── DOCUMENTO DE ORIGEM

Assim é, conclui, porque, apesar de ocorrer alguma
progressividade, ainda prevalecem efeitos regressivos contrários, destacando-se
as disparidades entre as regras de aposentadoria dos funcionários públicos em
comparação com os privados (autônomos e empregados). Referidas regras resultam
na captação e desproporcionada redistribuição de renda em favor dos indivíduos
mais ricos.
Em Textos para Discussão – 210 (https://bit.ly/2Ldhwjp),
o consultor legislativo Pedro Fernando Nery estampa que a aposentadoria do RPPS
da União (trabalhador público) paga em média benefícios de R$ 7.550,00, o que
corresponde a mais de 5 vezes a média dos benefícios do RGPS (trabalhador
privado) e a mais de 6 vezes a renda per capta nacional.
Conforme Nery, a aposentadoria por tempo de contribuição
é o benefício de maior valor médio do RGPS, estando 73% acima da média de outros
benefícios da Previdência (R$ 2.280,00 contra R$ 1.320,00), e é o dobro da
renda per capta nacional calculada pelo IBGE, de R$ 1.140,51. Comparativamente,
tal valor se situa 13 vezes acima da linha de pobreza do País e 26 vezes acima
da de extrema pobreza, que balizam benefícios assistenciais como o Bolsa
Família.

────

**DESCRIÇÃO DO PROBLEMA**
De acordo com o documento de origem sobre aposentadorias, qual é o valor médio dos benefícios pagos pela aposentadoria do RPPS da União?

── DADOS REGISTRADOS

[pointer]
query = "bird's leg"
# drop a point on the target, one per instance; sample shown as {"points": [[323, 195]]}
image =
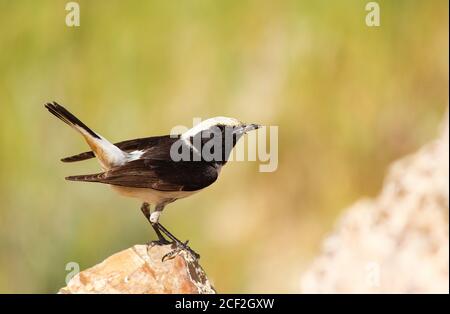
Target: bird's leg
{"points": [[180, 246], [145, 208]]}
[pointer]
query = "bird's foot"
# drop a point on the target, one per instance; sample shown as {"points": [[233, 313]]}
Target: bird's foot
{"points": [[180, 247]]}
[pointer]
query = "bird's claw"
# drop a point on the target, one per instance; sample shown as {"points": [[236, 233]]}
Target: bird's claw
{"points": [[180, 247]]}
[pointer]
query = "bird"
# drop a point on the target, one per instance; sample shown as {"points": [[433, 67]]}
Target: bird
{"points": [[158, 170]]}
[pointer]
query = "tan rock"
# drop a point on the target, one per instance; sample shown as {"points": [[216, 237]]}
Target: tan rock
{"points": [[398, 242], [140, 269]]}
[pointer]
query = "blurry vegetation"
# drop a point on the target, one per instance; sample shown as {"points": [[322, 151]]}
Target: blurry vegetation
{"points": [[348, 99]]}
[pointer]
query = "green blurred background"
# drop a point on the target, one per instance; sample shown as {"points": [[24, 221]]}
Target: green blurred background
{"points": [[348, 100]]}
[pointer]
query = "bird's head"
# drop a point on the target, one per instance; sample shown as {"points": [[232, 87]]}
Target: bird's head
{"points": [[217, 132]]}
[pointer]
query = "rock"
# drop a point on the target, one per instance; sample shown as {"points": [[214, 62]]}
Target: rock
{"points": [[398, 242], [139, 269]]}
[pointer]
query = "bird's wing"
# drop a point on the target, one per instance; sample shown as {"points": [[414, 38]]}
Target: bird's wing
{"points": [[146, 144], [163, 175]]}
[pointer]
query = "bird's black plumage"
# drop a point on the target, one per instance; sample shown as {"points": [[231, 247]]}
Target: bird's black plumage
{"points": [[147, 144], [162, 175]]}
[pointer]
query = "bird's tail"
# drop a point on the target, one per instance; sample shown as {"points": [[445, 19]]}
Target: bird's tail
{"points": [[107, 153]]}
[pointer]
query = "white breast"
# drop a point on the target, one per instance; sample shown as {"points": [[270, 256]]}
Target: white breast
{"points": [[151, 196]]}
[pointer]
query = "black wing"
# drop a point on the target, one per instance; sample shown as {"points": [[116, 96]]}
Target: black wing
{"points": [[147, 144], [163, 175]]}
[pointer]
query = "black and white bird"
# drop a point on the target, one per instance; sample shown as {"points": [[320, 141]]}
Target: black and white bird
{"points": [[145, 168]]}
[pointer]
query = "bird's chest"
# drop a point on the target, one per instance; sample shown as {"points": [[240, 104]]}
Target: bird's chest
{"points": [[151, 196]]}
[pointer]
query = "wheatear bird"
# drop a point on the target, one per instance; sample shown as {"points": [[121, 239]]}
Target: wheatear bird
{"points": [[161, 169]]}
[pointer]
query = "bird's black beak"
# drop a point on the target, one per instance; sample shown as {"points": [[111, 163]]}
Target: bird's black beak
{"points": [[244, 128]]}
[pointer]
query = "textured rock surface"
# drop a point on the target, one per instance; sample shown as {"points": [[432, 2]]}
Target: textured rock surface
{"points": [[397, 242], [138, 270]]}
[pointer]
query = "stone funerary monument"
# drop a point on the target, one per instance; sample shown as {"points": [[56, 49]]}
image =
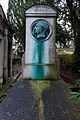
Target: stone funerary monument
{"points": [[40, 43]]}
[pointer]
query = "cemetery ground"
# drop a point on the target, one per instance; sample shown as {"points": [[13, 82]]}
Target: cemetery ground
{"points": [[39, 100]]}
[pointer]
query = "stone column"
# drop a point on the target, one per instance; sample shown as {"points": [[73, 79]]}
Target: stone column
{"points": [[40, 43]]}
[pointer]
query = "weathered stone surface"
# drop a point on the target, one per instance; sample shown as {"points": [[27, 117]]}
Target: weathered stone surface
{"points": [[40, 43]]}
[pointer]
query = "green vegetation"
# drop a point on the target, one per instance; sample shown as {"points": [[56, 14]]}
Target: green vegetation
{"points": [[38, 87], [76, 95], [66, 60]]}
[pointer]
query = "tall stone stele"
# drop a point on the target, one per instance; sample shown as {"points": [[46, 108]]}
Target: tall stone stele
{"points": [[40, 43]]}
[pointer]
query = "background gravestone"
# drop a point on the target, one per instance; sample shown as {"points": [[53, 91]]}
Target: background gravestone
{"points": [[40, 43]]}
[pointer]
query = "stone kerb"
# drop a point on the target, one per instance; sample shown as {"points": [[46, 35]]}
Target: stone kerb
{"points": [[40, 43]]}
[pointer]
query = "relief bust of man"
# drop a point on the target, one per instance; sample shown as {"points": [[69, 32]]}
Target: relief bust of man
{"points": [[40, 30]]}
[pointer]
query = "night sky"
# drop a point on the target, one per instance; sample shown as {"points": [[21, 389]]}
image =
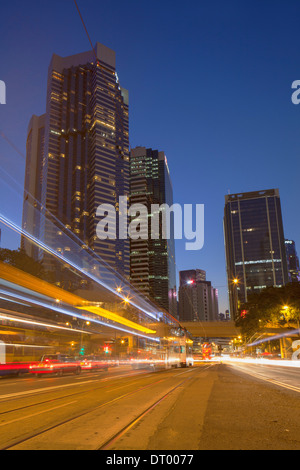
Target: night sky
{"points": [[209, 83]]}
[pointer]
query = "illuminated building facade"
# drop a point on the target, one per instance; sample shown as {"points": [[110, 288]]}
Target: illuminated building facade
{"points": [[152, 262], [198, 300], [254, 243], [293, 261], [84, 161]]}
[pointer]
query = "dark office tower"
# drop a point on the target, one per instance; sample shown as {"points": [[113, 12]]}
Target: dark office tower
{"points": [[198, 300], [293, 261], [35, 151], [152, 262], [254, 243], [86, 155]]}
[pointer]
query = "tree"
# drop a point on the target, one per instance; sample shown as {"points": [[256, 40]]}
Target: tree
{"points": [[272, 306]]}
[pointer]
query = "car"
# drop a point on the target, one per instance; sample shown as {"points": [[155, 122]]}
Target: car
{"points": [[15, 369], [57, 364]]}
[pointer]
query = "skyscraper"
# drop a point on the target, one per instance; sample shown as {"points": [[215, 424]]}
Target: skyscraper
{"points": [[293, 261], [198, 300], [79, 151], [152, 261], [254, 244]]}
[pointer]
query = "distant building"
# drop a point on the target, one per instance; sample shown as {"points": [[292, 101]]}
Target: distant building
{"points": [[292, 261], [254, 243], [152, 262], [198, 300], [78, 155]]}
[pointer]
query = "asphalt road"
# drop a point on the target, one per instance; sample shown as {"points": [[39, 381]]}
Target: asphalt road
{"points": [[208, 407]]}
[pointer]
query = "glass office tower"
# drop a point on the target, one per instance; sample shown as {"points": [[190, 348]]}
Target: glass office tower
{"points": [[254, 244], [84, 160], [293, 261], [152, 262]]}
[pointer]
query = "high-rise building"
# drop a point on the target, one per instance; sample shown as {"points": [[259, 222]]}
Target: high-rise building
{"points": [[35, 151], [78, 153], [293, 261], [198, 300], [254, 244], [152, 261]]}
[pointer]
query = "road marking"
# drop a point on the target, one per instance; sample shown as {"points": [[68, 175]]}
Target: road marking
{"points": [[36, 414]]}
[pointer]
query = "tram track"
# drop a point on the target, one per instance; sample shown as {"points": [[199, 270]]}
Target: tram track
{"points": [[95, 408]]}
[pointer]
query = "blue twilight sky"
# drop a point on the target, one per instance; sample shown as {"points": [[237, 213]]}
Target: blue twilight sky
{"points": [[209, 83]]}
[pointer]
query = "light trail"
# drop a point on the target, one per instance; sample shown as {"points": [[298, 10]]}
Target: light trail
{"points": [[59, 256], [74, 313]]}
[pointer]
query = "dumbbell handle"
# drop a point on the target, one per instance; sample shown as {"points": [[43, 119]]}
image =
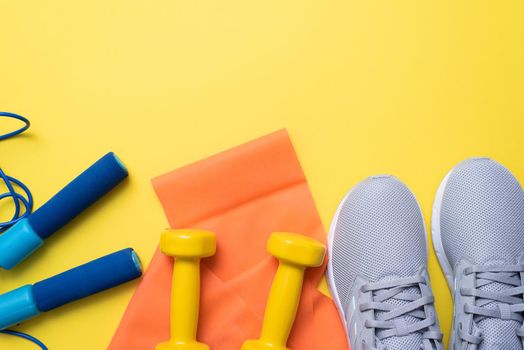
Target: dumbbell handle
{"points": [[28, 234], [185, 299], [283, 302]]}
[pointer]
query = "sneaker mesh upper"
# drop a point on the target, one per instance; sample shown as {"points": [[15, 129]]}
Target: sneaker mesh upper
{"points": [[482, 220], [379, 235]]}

────
── DADOS REGISTRADOS

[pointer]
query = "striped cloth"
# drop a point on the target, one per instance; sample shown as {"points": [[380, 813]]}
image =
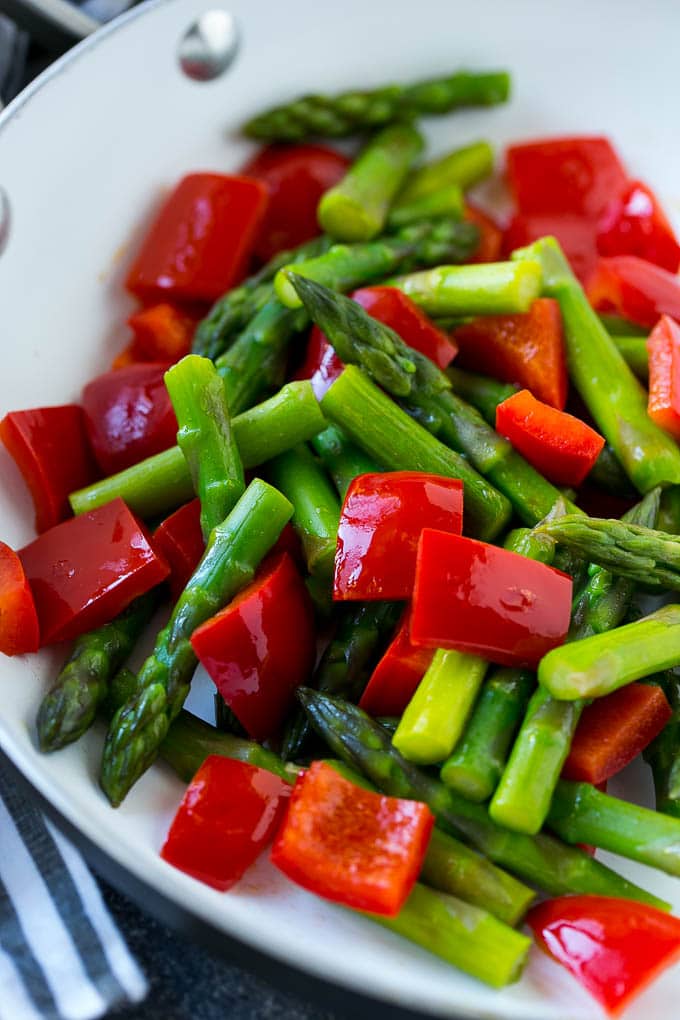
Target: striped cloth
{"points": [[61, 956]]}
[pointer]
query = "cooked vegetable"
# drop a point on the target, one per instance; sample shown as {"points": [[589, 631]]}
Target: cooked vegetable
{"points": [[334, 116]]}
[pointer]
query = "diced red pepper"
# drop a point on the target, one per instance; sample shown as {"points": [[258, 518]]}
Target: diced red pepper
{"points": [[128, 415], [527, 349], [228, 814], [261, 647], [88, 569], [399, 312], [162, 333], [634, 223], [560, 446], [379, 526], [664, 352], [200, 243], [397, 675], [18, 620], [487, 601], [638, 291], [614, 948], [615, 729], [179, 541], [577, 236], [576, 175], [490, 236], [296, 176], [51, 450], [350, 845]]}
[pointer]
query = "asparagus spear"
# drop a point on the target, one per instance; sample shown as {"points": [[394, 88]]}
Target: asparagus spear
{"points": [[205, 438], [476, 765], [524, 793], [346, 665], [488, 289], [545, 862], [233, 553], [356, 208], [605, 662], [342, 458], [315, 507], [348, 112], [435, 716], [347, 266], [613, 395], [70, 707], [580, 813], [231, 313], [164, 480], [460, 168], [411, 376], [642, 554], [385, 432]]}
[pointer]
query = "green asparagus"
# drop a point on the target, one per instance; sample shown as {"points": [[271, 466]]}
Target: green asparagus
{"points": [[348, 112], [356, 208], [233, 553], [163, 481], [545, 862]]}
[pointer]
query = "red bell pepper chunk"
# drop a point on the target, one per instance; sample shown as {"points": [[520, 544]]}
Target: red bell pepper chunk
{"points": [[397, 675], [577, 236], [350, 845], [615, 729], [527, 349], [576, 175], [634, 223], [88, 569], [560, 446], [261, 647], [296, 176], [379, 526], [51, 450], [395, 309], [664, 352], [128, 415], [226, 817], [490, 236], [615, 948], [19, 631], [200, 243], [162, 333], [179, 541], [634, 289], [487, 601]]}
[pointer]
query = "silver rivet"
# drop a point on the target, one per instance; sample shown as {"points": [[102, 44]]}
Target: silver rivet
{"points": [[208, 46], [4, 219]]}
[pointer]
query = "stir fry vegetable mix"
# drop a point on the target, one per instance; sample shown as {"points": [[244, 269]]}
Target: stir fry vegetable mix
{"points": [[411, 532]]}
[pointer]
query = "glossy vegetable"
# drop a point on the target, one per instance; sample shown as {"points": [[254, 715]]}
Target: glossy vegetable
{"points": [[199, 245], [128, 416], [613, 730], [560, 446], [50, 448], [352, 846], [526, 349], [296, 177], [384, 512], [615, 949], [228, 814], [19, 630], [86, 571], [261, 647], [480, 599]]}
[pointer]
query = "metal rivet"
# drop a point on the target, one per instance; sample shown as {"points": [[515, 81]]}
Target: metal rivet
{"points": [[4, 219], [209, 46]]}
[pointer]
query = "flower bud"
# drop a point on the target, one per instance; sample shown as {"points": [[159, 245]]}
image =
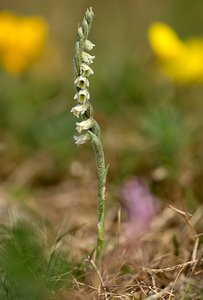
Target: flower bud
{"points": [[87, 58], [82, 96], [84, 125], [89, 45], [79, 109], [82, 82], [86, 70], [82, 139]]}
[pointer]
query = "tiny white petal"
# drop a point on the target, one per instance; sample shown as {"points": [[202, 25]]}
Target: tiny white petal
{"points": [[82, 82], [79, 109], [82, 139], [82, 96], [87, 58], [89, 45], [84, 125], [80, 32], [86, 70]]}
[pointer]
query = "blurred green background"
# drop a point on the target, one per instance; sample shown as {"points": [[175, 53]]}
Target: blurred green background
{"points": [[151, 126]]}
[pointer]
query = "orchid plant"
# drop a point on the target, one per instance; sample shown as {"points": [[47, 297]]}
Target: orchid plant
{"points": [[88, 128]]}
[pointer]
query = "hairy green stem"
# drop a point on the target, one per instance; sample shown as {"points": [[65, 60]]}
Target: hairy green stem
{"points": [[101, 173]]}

────
── DADOS REGISTRADOS

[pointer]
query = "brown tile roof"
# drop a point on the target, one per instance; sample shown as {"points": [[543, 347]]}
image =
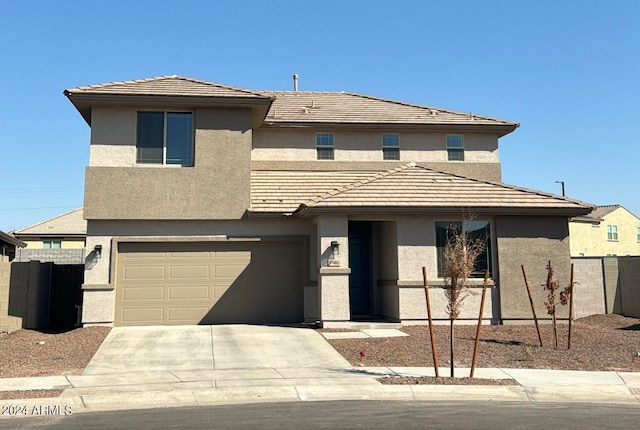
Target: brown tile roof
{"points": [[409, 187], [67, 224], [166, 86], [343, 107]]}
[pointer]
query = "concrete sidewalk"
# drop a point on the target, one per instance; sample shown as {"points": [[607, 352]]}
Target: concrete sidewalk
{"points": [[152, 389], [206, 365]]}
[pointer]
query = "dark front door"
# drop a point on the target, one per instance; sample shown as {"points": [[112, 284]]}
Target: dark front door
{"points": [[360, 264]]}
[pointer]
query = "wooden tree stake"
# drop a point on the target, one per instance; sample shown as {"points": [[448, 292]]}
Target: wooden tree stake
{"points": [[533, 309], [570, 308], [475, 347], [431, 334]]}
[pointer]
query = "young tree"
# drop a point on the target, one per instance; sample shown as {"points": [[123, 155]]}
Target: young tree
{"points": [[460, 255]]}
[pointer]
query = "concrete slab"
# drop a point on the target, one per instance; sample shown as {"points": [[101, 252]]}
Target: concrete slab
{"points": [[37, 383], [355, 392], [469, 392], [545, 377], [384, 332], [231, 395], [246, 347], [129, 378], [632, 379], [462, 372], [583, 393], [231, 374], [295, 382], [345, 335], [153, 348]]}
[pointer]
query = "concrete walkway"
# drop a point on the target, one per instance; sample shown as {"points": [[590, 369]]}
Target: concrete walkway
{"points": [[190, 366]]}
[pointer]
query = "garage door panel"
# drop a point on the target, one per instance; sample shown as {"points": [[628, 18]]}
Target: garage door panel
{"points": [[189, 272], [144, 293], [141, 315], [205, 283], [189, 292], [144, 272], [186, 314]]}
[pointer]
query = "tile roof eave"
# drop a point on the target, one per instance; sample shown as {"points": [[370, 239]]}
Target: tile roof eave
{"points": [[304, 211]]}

────

**SOLUÇÃO**
R$ 7.550,00.